Меч самурая
До недавнего времени на Западе о самураях судили, прежде всего, по японским историческим кинобоевикам (тямбара) да по рекламным брошюрам наподобие «Бусидо» Нитобэ Инадзо – весьма тенденциозной работе, изданной в 1899 г. и впоследствии ставшей знаменем воинствующего национализма. Лишь в последние годы появилось несколько серьезных трудов, изменивших представление о самураях. Это «Классические будзюцу» Д. Дрегера, «Воинские искусства или дух будо» М. Рандома, «Самураи» А. Б. Спеваковского. Остановимся лишь на некоторых аспектах культа воинских искусств.
Самурай с боевыми мечами. Ксилография, 1779 г |
Самурайство зародилось в VIII в. на востоке и северо-востоке Японии. Его основу составили беглые крестьяне и вольные отходники, искавшие земли и воли на тревожной границе с айнами. Подобно донским и запорожским казакам, они проводили жизнь в непрестанных походах и стычках с мятежными аборигенами, верой и правдой защищая государственные границы. Лишь в X–XII вв. в процессе не затихавших феодальных междоусобиц окончательно сформировались владетельные самурайские роды, предводительствовавшие могучими дружинами, которые лишь номинально числились на императорской службе. К тому времени сложились и устои неписаного морального кодекса самурая «Путь лука и скакуна» («Кюба-но мити»), позже превратившегося в грозный свод заповедей «Путь самурая» — «Бусидо» («буси» — китаизированный вариант слова «самурай»).

+--

ЧТО СДЕЛАТЬ:
A – Дословно воспроизведите фрагмент текста о самураях. Начните со слов «Меч самурая» и остановитесь после слов «культа воинских искусств.».
B – Ответьте на вопросы по тексту о самураях:
(i) В каком году была издана работа «Бусидо» Нитобэ Инадзо?
(ii) В каком веке зародилось самурайство?
(iii) Как назывался неписаный моральный кодекс самурая, сложившийся к X–XII вв.?

ИСХОДНЫЕ ДАННЫЕ:
+--

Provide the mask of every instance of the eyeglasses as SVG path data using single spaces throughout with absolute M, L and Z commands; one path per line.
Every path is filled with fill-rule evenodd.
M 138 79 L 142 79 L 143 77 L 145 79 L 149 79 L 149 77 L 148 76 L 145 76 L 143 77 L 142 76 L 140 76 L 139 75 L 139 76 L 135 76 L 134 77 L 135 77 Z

+--

ОТВЕТЫ:
A –
Меч самурая
До недавнего времени на Западе о самураях судили, прежде всего, по японским историческим кинобоевикам (тямбара) да по рекламным брошюрам наподобие «Бусидо» Нитобэ Инадзо – весьма тенденциозной работе, изданной в 1899 г. и впоследствии ставшей знаменем воинствующего национализма. Лишь в последние годы появилось несколько серьезных трудов, изменивших представление о самураях. Это «Классические будзюцу» Д. Дрегера, «Воинские искусства или дух будо» М. Рандома, «Самураи» А. Б. Спеваковского. Остановимся лишь на некоторых аспектах культа воинских искусств.

B –
(i) В 1899 г.
(ii) В VIII в.
(iii) «Путь лука и скакуна» («Кюба-но мити»).